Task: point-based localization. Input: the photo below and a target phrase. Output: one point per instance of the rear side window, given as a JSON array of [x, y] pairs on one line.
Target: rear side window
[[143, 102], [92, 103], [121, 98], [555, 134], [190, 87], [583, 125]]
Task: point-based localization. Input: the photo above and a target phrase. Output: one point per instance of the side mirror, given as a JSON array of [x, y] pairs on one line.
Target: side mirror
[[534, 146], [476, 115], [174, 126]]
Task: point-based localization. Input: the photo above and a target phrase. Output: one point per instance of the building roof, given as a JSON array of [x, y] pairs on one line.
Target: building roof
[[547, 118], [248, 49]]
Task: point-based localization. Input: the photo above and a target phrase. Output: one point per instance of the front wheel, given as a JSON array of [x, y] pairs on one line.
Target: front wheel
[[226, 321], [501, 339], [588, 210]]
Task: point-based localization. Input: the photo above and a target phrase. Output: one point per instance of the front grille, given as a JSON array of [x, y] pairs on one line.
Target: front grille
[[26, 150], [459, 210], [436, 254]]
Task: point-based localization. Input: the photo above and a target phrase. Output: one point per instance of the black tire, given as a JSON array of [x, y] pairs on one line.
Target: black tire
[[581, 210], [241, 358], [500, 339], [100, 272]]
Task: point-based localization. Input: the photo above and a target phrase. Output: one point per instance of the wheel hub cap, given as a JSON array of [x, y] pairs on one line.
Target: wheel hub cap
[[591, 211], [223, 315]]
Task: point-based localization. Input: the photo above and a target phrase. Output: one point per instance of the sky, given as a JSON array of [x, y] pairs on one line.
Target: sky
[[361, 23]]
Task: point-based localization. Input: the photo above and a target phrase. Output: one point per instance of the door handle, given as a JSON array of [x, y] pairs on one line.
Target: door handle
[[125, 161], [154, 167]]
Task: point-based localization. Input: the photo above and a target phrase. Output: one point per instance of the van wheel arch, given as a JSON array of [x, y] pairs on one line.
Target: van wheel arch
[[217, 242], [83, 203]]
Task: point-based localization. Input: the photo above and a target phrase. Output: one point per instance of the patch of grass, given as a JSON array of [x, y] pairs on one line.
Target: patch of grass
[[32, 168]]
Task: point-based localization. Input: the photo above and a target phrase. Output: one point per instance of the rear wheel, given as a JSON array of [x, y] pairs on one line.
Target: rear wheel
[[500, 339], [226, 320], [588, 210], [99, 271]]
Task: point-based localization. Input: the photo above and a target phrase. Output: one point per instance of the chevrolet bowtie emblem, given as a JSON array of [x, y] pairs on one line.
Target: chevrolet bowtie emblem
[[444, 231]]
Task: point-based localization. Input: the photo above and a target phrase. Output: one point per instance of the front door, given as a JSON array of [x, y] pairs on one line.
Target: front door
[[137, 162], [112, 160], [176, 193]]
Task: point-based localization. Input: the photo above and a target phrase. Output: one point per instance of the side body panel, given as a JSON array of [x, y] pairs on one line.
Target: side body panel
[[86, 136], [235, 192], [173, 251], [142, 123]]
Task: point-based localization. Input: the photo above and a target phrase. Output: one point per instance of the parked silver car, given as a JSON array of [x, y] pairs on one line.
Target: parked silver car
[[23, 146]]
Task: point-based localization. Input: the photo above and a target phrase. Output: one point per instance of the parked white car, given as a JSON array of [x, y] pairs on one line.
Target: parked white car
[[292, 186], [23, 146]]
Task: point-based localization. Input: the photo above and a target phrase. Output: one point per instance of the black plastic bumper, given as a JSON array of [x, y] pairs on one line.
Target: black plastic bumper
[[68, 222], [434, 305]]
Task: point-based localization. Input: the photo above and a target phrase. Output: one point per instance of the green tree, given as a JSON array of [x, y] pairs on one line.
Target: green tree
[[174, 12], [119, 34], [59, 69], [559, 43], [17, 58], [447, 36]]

*****

- **WHAT YOU HAVE TO DO**:
Every entry should be printed again exactly as written.

- **WRITTEN RESPONSE**:
Task: point-based localization. Input: the photo below and a target phrase. Output: one point per instance of the rear side window, given as a JSON array of [x, y] pairs on one line.
Target: rear side window
[[143, 102], [92, 103], [121, 98], [555, 134], [190, 87], [583, 125]]
Task: point-based localization. Input: the photo above and a target phrase. Output: one point per instance of the side mirror, given as a JSON array of [x, y] pairs on one line.
Target: side mirror
[[534, 146], [476, 115], [174, 126]]
Task: point-based localization. Input: the photo above and a target phrase. Output: one point per instance of the building roof, given as a JSON array of [x, y] pairs on one line.
Target: building roof
[[547, 118], [248, 49]]
Task: point-based localization. Input: the photo above and a target phrase. Output: one point per instance of the front wheel, given as a JSON array of [x, y] pairs on one line.
Target: front wheel
[[226, 321], [501, 339], [588, 210]]
Task: point-based localization. Input: the photo above and a target phrase. Output: one point per instance of the front grille, given as a JSON array of [x, y] pairs on one line.
Target: front grille
[[26, 150], [459, 210], [436, 254]]
Task: point-based localization. Input: the photo above and a target phrase. Output: one point per instance of the black tire, given as a JSON array of [x, y] pairs on one line.
Target: black tire
[[581, 210], [241, 358], [500, 339], [100, 272]]
Task: point-based localization. Input: the photo above and a target phrase. Output: one point per instance of the wheel hub cap, given as a JSON array of [x, y] pairs on one line.
Target: wheel hub cap
[[591, 211], [223, 315]]
Task: point-based localization. Input: the photo above and a target phrase. Output: one point per instance of the sky, given as a JSON array of [x, y] pairs on one line.
Target: sky
[[361, 23]]
Task: point-based localization. Input: the photo above and a target phrase. Output: one point per instance of the door handle, given as a JSON array of [x, y] pairs on one line.
Target: door handle
[[125, 161], [154, 167]]
Task: point-based localization. Input: the photo above and a target phrase. Output: one point per instance of the van wheel arch, given as a JSON array of [x, y] pairs on one line.
Target: van wheel arch
[[217, 242], [83, 203]]
Task: point-based localization. Input: the photo above and a target phrase. Output: one point per instance of the patch of grass, given as a JSON array of [x, y] pairs on one line.
Target: patch of grass
[[32, 168]]
Task: point-based localization. Input: the photo above and a target phrase. Output: one point per instance of the rear wheel, given as a JSON array of [x, y] pairs on one line.
Target: rear wheel
[[500, 339], [226, 320], [588, 210], [99, 271]]
Task: point-based localization. Input: the photo above and a target phrase. Output: one point per instance of the chevrolet bowtie emblem, given as a JSON array of [x, y] pairs on one line.
Target: chevrolet bowtie emblem
[[444, 231]]
Task: point-based localization. Input: the photo above and a target phrase. Output: one point per instance of the front door, given as a JSON array of [x, y] pairs on one line.
Target: front door
[[137, 162], [112, 160], [176, 193]]
Task: point-based localization. Input: the photo above and a target phrase. Output: one point per instance of the side body panel, given as a JSON array of [x, y] pairs on one line.
Target: side body panel
[[86, 136], [235, 192], [173, 251], [142, 123]]
Task: point-based localization. Input: the photo above and a target phrase. Output: one point per instance of the parked silver car, given as a JSON array of [x, y] pairs on one line.
Target: parked silver car
[[23, 146]]
Task: point-based localization. Input: the photo above and a target phrase. Output: one point per instance of the parked white car, given as a JSON array of [x, y] pairs on one line.
Target: parked white car
[[292, 186], [23, 146]]
Task: point-based localization. Input: the photo above and a target phrase. Output: one point per instance of the black plastic bumper, given as a JSON array of [x, y] pairs on one line.
Target: black plastic bumper
[[68, 222], [434, 305]]
Task: point-based localization. Input: the photo above and a target phrase. Output: one point per instance of the green tree, given as a JSON array of [x, y] pairs on one line.
Target: green tree
[[174, 12], [119, 34], [59, 69], [559, 43], [17, 58], [447, 36]]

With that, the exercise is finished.